▶ [Exercise requirements]
Give back every record below precisely as written.

Dataset entries
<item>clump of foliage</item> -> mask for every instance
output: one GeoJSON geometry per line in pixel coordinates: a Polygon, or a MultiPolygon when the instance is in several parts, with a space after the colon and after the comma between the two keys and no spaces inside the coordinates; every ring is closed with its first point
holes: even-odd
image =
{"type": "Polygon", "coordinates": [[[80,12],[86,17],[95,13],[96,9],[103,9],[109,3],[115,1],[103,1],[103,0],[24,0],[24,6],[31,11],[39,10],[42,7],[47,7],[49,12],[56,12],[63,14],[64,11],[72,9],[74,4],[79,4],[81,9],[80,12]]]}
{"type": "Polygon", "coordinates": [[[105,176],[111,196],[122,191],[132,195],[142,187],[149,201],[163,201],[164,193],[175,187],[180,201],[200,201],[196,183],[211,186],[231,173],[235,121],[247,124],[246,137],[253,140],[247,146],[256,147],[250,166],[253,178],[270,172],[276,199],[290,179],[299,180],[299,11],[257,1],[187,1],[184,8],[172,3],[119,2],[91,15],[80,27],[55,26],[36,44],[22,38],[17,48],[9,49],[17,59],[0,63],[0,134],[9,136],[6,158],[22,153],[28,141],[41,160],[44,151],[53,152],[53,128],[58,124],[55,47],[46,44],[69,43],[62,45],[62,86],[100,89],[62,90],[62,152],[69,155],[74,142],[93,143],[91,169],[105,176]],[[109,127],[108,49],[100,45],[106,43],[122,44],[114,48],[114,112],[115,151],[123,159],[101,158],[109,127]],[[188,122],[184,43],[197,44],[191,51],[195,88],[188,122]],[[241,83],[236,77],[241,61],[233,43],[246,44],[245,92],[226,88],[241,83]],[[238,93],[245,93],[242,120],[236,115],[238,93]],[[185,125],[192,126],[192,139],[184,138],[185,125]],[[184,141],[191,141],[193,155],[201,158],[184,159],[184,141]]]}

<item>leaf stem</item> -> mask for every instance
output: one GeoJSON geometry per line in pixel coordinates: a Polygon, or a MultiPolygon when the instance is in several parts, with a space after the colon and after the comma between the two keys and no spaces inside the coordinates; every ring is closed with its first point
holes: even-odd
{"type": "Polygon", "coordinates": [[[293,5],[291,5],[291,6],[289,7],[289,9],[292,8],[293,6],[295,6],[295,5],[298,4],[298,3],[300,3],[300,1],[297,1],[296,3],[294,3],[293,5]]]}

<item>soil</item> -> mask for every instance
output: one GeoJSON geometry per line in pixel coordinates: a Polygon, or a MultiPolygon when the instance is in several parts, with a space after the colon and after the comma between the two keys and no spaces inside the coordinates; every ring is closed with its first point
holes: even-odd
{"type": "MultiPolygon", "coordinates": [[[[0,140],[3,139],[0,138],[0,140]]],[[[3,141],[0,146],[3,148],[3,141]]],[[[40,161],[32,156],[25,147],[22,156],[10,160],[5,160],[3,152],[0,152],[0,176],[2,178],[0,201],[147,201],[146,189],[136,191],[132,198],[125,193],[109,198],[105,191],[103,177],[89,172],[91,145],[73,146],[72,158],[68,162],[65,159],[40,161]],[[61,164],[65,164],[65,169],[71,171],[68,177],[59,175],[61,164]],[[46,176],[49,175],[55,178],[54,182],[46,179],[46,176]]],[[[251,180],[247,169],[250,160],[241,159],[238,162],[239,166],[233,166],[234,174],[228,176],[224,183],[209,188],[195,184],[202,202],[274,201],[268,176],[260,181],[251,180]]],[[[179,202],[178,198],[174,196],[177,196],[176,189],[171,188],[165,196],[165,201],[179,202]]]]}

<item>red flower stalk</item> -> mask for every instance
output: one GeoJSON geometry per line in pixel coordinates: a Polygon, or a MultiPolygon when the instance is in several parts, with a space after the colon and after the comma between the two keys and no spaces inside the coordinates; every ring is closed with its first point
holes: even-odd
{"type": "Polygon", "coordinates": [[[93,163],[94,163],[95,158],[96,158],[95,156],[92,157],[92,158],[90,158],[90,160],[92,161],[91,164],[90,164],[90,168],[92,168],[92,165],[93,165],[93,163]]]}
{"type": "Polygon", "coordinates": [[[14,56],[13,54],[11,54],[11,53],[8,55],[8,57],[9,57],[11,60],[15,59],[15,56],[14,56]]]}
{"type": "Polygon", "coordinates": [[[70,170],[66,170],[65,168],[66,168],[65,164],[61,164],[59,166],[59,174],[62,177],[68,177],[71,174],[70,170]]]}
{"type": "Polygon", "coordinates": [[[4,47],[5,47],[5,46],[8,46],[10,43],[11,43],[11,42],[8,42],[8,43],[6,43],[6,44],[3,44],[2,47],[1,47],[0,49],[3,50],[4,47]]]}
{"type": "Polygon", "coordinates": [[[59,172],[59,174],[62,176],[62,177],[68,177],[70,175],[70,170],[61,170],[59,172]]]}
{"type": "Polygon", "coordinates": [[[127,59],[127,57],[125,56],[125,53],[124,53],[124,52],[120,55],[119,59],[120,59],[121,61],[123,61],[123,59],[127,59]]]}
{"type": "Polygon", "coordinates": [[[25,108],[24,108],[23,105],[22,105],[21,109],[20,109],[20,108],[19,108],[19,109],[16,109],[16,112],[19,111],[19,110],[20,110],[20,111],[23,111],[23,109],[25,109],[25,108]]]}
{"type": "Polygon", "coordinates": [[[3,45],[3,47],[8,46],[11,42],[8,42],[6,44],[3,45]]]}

▶ [Written answer]
<item>clump of foliage</item> -> mask for every instance
output: one GeoJSON geometry per line in pixel coordinates: a Polygon, or a MultiPolygon when the instance is in several parts, with a space after the colon and after the comma between the two keys and no spaces inside the coordinates; every ring is closed with its first point
holes: even-odd
image =
{"type": "Polygon", "coordinates": [[[80,12],[86,17],[95,13],[96,9],[103,9],[109,3],[115,1],[103,1],[103,0],[24,0],[24,6],[31,11],[39,10],[42,7],[47,7],[49,12],[56,12],[63,14],[64,11],[72,9],[74,4],[79,4],[81,9],[80,12]]]}
{"type": "Polygon", "coordinates": [[[105,176],[111,196],[122,191],[132,195],[142,187],[149,201],[163,201],[164,193],[175,187],[180,201],[200,201],[196,183],[211,186],[231,173],[235,121],[247,124],[246,137],[253,140],[247,146],[256,147],[250,166],[253,178],[270,172],[276,199],[290,179],[299,180],[299,11],[257,1],[187,1],[184,8],[172,3],[119,2],[91,15],[80,27],[55,26],[36,44],[22,38],[17,48],[9,49],[17,59],[0,63],[0,134],[9,136],[6,158],[22,153],[28,141],[41,160],[44,151],[53,152],[53,128],[58,124],[55,47],[46,44],[69,43],[62,45],[62,86],[100,89],[62,90],[62,152],[69,155],[74,142],[93,143],[91,169],[105,176]],[[109,127],[108,49],[100,45],[106,43],[122,44],[114,48],[114,112],[115,151],[123,159],[101,158],[109,127]],[[188,122],[184,43],[197,44],[191,51],[195,88],[188,122]],[[241,83],[236,77],[241,61],[233,43],[246,44],[245,92],[226,88],[241,83]],[[238,93],[245,93],[242,120],[236,115],[238,93]],[[185,125],[192,126],[192,139],[184,138],[185,125]],[[184,141],[191,141],[193,155],[201,158],[184,159],[184,141]]]}

<item>leaf stem</item> -> mask for every instance
output: one GeoJSON geometry per line in pixel coordinates: a Polygon, or a MultiPolygon when the instance is in several parts, with a space after the colon and after the comma between the two keys and no spaces inside the coordinates; every ring is closed with its first point
holes: even-odd
{"type": "Polygon", "coordinates": [[[293,5],[291,5],[291,6],[289,7],[289,9],[292,8],[293,6],[295,6],[295,5],[298,4],[298,3],[300,3],[300,1],[297,1],[296,3],[294,3],[293,5]]]}

<item>soil</item> -> mask for every instance
output: one GeoJSON geometry per line in pixel coordinates: a Polygon, or a MultiPolygon when the instance is in several parts, with a space after the colon and after the comma between the two keys and no spaces inside the coordinates; every ring is closed with its first point
holes: even-odd
{"type": "MultiPolygon", "coordinates": [[[[0,140],[3,139],[0,138],[0,140]]],[[[3,141],[0,146],[3,148],[3,141]]],[[[40,161],[32,156],[25,147],[22,156],[10,160],[5,160],[3,152],[0,152],[0,176],[2,178],[0,201],[147,201],[146,189],[136,191],[132,198],[125,193],[109,198],[105,191],[103,177],[89,172],[91,145],[73,146],[72,158],[68,162],[65,159],[40,161]],[[61,164],[65,164],[65,169],[71,171],[68,177],[59,175],[61,164]],[[46,176],[49,175],[55,178],[54,182],[46,179],[46,176]]],[[[251,180],[247,169],[250,160],[241,159],[238,162],[239,166],[233,166],[234,174],[228,176],[224,183],[209,188],[195,184],[202,202],[274,201],[268,176],[260,181],[251,180]]],[[[179,202],[178,198],[174,196],[177,196],[176,189],[171,188],[165,196],[165,201],[179,202]]]]}

<item>red flower stalk</item> -> mask for every instance
output: one GeoJSON geometry per line in pixel coordinates: a Polygon, or a MultiPolygon when the instance is in several parts, with a space after the colon and after the comma between the two keys and no spaces inside the coordinates; every ring is closed with its first point
holes: even-odd
{"type": "Polygon", "coordinates": [[[93,163],[94,163],[95,158],[96,158],[95,156],[92,157],[92,158],[90,158],[90,160],[92,161],[91,164],[90,164],[90,168],[92,168],[92,165],[93,165],[93,163]]]}
{"type": "Polygon", "coordinates": [[[14,56],[13,54],[11,54],[11,53],[8,55],[8,57],[9,57],[11,60],[15,59],[15,56],[14,56]]]}
{"type": "Polygon", "coordinates": [[[70,170],[66,170],[65,168],[66,168],[65,164],[61,164],[59,166],[59,174],[62,177],[68,177],[71,174],[70,170]]]}
{"type": "Polygon", "coordinates": [[[4,47],[5,47],[5,46],[8,46],[10,43],[11,43],[11,42],[8,42],[8,43],[6,43],[6,44],[3,44],[2,47],[1,47],[0,49],[3,50],[4,47]]]}
{"type": "Polygon", "coordinates": [[[59,172],[59,174],[62,176],[62,177],[68,177],[70,175],[70,170],[61,170],[59,172]]]}
{"type": "Polygon", "coordinates": [[[127,59],[127,57],[125,56],[125,53],[124,53],[124,52],[120,55],[119,59],[120,59],[121,61],[123,61],[123,59],[127,59]]]}
{"type": "Polygon", "coordinates": [[[25,108],[24,108],[23,105],[22,105],[21,109],[20,109],[20,108],[19,108],[19,109],[16,109],[16,112],[19,111],[19,110],[20,110],[20,111],[23,111],[23,109],[25,109],[25,108]]]}
{"type": "Polygon", "coordinates": [[[3,45],[3,47],[8,46],[11,42],[8,42],[6,44],[3,45]]]}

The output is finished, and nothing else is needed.